**Written problem A**
According to the legal opinion excerpt, what must justify an employer's practice for the RFOA exemption to be available under the EEOC regulation?
**Written problem B**
Output everything in the legal opinion excerpt from "This discussion serves" down to "what Chevron contemplated.".
**Written problem C**
Translate this sentence from the legal opinion excerpt into Spanish: "The agency clearly misread the RFOA provision it was attempting to construe."
— start of Text excerpt —
This discussion serves to illustrate why it makes little sense to attribute to the agency a construction of the relevant statutory text that the agency itself has not actually articulated so that we can then “defer” to that reading. Such an approach is particularly troubling where applied to a question as weighty as whether a statute does or does not subject employers to liability absent discriminatory intent. This is not, in my view, what Chevron contemplated.

As an interpretation of the RFOA provision, moreover, the EEOC regulation is both unreasonable on its face and directly at odds with the Court’s holding in today’s case. It says that the RFOA exemption is available only if the employer’s practice is justified by a “business necessity.” But the Court has rejected that reading of the RFOA provision, and rightly so: There may be many “reasonable” means by which an employer can advance its goals, and a given nonage factor can certainly be “reasonable” without being necessary. Ante, at 14; see also Western Air Lines, Inc. v. Criswell, 472 U. S. 400, 419 (1985) (distinguishing “ ‘reasonable necessity’ ” standard from “ ‘reasonableness’ ”). Of course, it is elementary that “no deference is due to agency interpretations at odds with the plain language of the statute itself.” Betts, 492 U. S., at 171. The agency clearly misread the RFOA provision it was attempting to construe. That error is not necessarily dispositive of the disparate impact question. But I think it highlights the improvidence of giving weight (let alone deferring) to the regulation’s purported assumption that an entirely different provision of the statute, which is not even the subject of the regulation, authorizes disparate impact claims. In my view, we should simply acknowledge that this regulation is of no help in answering the question presented.
— end of Text excerpt —
— start of Supplied data —
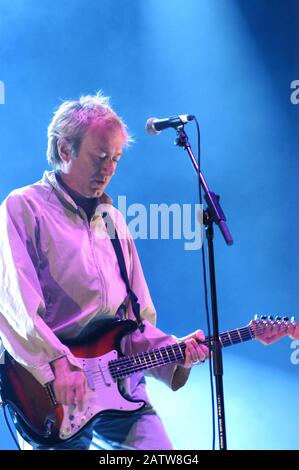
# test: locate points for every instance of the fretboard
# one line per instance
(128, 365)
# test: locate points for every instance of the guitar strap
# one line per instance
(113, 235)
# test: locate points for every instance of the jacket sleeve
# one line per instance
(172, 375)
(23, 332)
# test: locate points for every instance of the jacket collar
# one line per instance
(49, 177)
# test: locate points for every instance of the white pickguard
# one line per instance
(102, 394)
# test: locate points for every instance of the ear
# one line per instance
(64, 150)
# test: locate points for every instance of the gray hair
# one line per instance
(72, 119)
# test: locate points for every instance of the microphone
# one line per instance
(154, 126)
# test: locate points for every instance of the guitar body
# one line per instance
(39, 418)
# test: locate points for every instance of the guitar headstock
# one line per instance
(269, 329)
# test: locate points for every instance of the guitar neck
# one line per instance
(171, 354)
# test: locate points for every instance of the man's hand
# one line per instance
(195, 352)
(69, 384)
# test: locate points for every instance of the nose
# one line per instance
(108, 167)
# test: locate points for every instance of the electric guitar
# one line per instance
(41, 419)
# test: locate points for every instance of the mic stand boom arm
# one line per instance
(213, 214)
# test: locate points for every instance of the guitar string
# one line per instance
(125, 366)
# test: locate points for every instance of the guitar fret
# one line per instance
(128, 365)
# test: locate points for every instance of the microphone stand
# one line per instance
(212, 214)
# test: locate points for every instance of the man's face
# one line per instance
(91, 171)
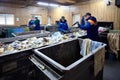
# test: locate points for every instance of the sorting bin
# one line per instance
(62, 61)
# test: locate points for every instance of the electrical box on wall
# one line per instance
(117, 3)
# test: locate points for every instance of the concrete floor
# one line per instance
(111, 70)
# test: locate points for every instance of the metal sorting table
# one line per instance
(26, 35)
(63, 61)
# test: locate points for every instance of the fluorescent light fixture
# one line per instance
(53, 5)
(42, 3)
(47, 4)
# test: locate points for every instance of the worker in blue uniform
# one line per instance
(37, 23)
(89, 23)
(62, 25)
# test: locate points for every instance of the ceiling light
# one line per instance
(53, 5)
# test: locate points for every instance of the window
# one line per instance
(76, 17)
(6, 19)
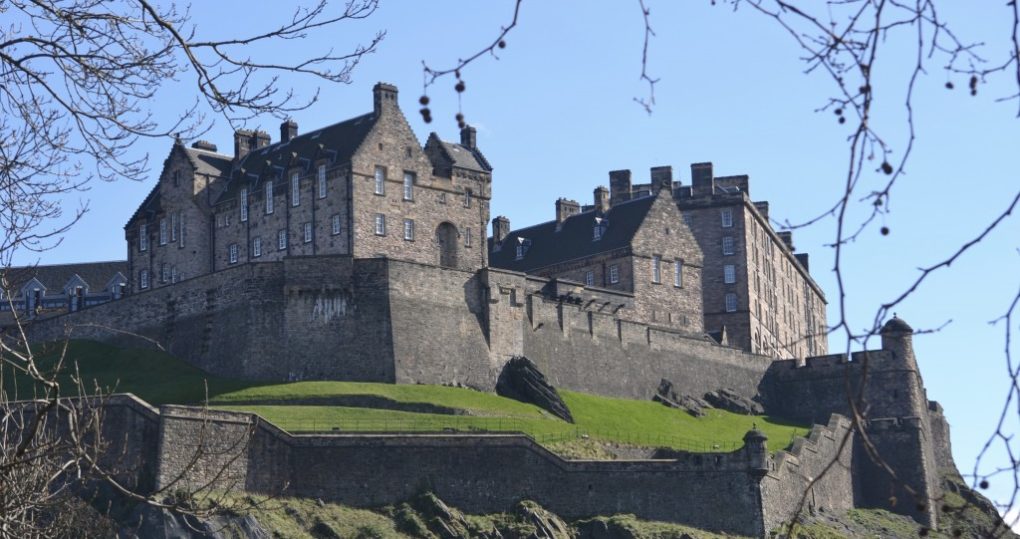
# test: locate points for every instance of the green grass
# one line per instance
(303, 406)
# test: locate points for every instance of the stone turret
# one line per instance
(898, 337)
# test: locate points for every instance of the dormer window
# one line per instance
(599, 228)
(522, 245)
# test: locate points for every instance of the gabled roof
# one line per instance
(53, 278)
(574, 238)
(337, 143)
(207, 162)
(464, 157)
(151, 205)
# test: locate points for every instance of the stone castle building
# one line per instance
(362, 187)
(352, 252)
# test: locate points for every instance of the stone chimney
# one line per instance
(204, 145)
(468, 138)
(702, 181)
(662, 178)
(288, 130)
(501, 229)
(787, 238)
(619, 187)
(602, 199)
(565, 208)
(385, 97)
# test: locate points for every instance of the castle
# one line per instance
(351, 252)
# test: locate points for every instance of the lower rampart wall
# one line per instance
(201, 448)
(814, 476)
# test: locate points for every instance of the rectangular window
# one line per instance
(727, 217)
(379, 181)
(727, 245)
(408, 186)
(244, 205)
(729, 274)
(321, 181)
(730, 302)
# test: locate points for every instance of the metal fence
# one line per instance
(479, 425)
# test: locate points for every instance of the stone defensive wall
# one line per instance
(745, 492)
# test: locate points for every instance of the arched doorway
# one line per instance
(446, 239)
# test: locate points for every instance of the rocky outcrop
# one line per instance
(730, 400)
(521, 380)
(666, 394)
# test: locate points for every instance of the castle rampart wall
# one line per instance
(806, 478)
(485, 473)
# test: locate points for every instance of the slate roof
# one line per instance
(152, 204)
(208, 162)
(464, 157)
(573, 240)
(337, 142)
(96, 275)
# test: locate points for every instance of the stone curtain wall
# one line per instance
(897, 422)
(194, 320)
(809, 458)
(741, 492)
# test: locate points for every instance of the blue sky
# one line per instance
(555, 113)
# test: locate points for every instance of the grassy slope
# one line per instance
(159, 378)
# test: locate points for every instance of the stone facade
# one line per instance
— end of Supplied data —
**Worked answer A**
A "business necessity."

**Worked answer B**
This discussion serves to illustrate why it makes little sense to attribute to the agency a construction of the relevant statutory text that the agency itself has not actually articulated so that we can then “defer” to that reading. Such an approach is particularly troubling where applied to a question as weighty as whether a statute does or does not subject employers to liability absent discriminatory intent. This is not, in my view, what Chevron contemplated.

**Worked answer C**
La agencia claramente leyó mal la disposición de la RFOA que intentaba interpretar.